Texto de leitura –
################
A Defesa é uma aposta recente na Tekever, que trabalha, sobretudo, na área da Segurança, com contratos com grandes empresas, multinacionais e governos. É o caso do contrato assinado em 2019 com o Ministério do Interior britânico, para a vigilância do Canal da Mancha, seja a nível da pesca ilegal, narcotráfico ou ou tráfico de seres humanos, e que permitiu, desde então “salvar cerca de 100 mil pessoas”. Um serviço de intelligence que fornece, também, multinacionais de Energia em África ou no Canadá, entre outros.

Nascida no mundo do Software e da Inteligência Artificial, a empresa desenvolveu o sistema de mobile banking de um grande banco ibérico e gere os sistemas de estacionamento e das bicicletas partilhadas no município de Lisboa, entre muitos outros. Começou a olhar para o segmento dos drones em 2008 e, desde então, dotou-se das competências necessárias. Hoje conta com “mais de 500 engenheiros, em múltiplas áreas, desde informática, eletrónica, mecânica, aeroespacial, aeronáutica, química ou engenharia de processos” e exporta 98% do que produz. Ganhou uma notoriedade especial, nos últimos três anos, no plano da Defesa com a Guerra na Ucrânia, já que as Forças Armadas ucranianas usam os equipamentos da Tekever quer para a vigilância marítima no Mar Negro quer para missões de longo alcance na frente terrestre. “Não fazemos nada ofensivo. Não levamos mísseis a bordo, só levamos sensores, câmaras, radares, e, de acordo com o que nos dizem as forças ucranianas. Os nossos equipamentos já permitiram a destruição de ativos russos no valor de três mil milhões de dólares”, refere.
################
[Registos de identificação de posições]

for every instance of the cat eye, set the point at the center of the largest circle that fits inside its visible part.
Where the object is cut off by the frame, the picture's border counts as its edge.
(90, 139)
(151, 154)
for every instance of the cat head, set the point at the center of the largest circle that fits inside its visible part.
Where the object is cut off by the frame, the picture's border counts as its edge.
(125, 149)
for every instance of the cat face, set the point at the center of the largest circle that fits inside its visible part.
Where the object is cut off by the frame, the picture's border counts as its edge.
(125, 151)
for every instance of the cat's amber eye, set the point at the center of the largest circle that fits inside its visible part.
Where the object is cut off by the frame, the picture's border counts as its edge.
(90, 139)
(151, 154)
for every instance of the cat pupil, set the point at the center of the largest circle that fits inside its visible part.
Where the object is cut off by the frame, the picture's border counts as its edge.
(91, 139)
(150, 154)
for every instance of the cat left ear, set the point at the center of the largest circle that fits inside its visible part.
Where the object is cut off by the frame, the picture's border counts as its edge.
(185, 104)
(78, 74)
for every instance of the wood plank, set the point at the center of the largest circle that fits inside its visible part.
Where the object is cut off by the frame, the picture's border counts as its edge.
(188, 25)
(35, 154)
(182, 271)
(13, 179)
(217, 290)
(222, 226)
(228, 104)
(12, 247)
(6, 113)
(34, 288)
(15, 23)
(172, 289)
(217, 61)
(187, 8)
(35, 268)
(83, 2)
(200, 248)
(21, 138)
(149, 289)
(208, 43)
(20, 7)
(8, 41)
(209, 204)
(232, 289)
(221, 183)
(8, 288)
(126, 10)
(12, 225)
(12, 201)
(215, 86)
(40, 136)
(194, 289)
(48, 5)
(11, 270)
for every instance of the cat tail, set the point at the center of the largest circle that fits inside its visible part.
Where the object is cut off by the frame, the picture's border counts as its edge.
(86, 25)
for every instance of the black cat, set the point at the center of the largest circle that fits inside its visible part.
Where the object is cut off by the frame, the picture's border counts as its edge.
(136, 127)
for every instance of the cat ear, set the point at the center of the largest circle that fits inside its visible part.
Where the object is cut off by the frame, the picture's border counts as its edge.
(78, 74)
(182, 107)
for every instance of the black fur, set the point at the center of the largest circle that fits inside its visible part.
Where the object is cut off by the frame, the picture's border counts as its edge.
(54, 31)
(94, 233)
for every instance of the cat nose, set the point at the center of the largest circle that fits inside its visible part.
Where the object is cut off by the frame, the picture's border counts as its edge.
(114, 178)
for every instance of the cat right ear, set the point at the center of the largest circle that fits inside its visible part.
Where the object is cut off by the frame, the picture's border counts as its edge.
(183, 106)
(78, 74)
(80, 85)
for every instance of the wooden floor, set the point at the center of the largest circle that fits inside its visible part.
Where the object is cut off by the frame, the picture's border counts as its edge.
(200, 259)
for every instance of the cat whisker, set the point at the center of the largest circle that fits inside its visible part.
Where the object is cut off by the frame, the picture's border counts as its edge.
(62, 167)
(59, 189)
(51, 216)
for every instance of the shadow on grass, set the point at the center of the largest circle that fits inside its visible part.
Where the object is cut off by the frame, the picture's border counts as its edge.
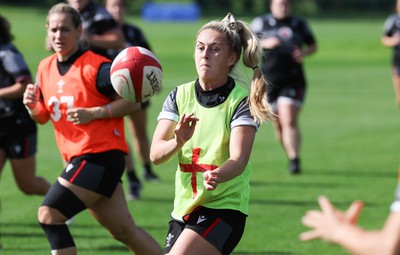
(261, 253)
(303, 203)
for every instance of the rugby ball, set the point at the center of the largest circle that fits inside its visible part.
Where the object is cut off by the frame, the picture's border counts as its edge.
(136, 74)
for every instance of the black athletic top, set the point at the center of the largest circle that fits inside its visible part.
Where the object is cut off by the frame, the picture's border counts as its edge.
(133, 37)
(13, 69)
(278, 63)
(391, 27)
(96, 20)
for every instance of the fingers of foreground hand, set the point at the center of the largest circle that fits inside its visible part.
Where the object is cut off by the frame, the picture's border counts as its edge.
(353, 212)
(309, 235)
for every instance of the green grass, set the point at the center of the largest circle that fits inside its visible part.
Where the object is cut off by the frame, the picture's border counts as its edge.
(350, 147)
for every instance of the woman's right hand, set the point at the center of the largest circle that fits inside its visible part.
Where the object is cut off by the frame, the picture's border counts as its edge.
(31, 95)
(185, 128)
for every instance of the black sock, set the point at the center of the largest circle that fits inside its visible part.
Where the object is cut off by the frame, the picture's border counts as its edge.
(147, 167)
(132, 176)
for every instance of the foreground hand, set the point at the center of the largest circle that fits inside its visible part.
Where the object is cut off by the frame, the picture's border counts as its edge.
(31, 95)
(329, 220)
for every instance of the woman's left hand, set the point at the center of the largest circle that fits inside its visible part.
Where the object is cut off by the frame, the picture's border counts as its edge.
(211, 179)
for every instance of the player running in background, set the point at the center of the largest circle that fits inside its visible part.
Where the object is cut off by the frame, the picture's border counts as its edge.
(286, 40)
(210, 125)
(69, 80)
(100, 31)
(18, 132)
(137, 121)
(391, 38)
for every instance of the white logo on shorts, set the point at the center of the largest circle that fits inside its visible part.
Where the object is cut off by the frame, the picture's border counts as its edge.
(68, 168)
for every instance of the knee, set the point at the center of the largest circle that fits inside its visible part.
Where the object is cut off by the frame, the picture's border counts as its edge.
(47, 215)
(123, 234)
(44, 215)
(27, 188)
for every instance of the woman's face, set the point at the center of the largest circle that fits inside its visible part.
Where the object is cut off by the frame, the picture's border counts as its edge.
(78, 4)
(281, 9)
(213, 56)
(62, 34)
(116, 9)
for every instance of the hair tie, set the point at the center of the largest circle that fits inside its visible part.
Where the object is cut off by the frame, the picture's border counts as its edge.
(231, 23)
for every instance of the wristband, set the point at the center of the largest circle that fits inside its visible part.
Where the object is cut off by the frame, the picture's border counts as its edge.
(108, 107)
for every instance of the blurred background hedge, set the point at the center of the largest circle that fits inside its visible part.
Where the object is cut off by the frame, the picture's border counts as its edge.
(311, 8)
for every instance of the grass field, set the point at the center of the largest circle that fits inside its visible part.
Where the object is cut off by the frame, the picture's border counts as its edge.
(350, 127)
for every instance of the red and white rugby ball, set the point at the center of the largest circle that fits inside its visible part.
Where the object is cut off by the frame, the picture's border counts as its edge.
(136, 74)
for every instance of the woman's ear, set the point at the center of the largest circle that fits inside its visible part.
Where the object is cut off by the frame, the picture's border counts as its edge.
(232, 59)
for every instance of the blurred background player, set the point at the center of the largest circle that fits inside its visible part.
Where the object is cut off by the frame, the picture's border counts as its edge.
(137, 121)
(286, 40)
(210, 124)
(18, 132)
(100, 31)
(68, 81)
(391, 38)
(335, 226)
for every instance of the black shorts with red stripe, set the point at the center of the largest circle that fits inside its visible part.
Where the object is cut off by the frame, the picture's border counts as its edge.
(221, 227)
(98, 172)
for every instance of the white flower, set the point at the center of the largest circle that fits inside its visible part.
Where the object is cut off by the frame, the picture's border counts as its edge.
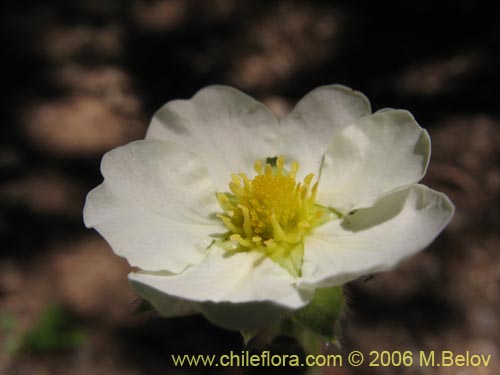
(215, 231)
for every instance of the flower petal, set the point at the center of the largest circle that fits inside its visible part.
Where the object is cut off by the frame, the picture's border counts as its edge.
(308, 129)
(376, 154)
(375, 239)
(241, 290)
(155, 206)
(227, 128)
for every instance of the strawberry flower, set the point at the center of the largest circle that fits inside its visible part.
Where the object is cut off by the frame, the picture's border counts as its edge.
(228, 212)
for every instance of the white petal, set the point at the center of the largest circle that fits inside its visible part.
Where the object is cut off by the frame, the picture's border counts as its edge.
(375, 239)
(155, 206)
(376, 154)
(249, 284)
(228, 130)
(308, 129)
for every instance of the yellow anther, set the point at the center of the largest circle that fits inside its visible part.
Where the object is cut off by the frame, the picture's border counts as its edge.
(258, 166)
(270, 209)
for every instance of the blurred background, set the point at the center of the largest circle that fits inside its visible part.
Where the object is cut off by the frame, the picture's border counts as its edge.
(82, 77)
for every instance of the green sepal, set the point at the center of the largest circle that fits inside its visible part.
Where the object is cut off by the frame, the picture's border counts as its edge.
(322, 314)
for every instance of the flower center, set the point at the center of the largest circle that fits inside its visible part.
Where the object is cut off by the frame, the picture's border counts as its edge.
(272, 212)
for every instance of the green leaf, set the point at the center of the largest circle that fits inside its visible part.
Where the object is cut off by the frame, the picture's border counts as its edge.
(55, 330)
(321, 315)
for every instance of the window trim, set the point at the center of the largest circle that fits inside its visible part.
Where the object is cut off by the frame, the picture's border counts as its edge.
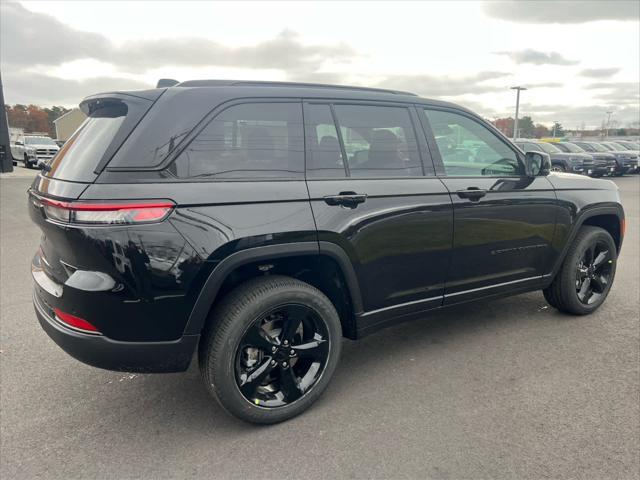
(367, 103)
(211, 116)
(440, 168)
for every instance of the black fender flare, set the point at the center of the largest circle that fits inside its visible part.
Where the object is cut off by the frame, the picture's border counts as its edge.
(584, 215)
(216, 278)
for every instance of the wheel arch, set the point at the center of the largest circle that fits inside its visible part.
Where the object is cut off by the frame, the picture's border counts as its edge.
(610, 218)
(312, 260)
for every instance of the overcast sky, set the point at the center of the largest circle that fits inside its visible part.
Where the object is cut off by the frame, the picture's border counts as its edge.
(579, 59)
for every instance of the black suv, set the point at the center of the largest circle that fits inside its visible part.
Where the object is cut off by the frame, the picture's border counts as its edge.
(259, 223)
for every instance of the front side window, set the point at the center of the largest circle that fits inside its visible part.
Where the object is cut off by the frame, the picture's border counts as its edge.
(379, 141)
(468, 148)
(247, 141)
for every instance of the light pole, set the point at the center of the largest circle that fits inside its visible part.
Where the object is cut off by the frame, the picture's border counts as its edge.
(608, 123)
(515, 122)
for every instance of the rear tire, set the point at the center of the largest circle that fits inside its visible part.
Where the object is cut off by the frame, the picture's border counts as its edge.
(248, 364)
(586, 275)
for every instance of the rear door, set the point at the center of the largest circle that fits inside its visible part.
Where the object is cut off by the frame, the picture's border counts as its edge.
(372, 197)
(504, 221)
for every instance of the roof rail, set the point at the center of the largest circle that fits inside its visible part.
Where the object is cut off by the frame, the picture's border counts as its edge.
(254, 83)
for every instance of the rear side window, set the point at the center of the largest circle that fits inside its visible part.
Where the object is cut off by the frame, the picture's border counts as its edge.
(379, 141)
(247, 141)
(81, 154)
(324, 155)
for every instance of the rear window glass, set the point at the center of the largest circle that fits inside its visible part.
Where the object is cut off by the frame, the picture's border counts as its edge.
(81, 154)
(247, 141)
(379, 141)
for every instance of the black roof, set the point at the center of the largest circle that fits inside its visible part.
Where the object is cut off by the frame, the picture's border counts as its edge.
(254, 83)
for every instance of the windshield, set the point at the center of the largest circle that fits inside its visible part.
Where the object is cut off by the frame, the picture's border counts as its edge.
(38, 141)
(572, 147)
(549, 148)
(616, 146)
(80, 155)
(598, 148)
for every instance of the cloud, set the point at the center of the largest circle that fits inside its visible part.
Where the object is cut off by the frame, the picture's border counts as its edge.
(30, 38)
(545, 85)
(571, 116)
(436, 86)
(284, 52)
(538, 58)
(45, 90)
(617, 93)
(563, 11)
(599, 72)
################
Tarefa a realizar – Retome o texto sobre a Tekever e continue-o a partir da última frase.

Resultado do exercício –
Sobre o pacote da Comissão Europeia para a Defesa, Ricardo Mendes admite que é uma oportunidade “enorme”, mas para empresas “com dimensão para abraçar estes desafios”. Portugal tem dificuldade neste domínio da escala, mas pode juntar-se a consórcios, fornecendo componentes a grandes construtores, e integrando cadeias de valor alargadas. E a Tekever tem procurado ajudar. “Em 2024, comprámos 12 milhões de euros a fornecedores nacionais. E, nos próximos três anos, estamos a planear compras no valor de 100 milhões de euros”, diz Ricardo Mendes, que garante: “Estamos completamente disponíveis para ajudar a desenvolver a indústria em Portugal e a trazer outros connosco. Temos um papel aqui a cumprir”.

A atuar numa área diferente, mas igualmente exigente, está a Atlos, unidade de automação do grupo CME - Construção e Manutenção Eletromecânica, SA, que nasceu em 2024 e que desenvolve e comercializa veículos autónomos para a indústria, para transporte de cargas. Estamos a falar de camiões com capacidade de carga de até 14 toneladas e que operam de forma totalmente autónoma. Ou seja, é criada uma determinada missão, que é atribuída a determinado veículo, que se desloca para a respetiva doca, carrega a mercadoria, leva-a ao seu destino e descarrega-a, sem qualquer intervenção externa. O veículo recarregar a bateria autonomamente também.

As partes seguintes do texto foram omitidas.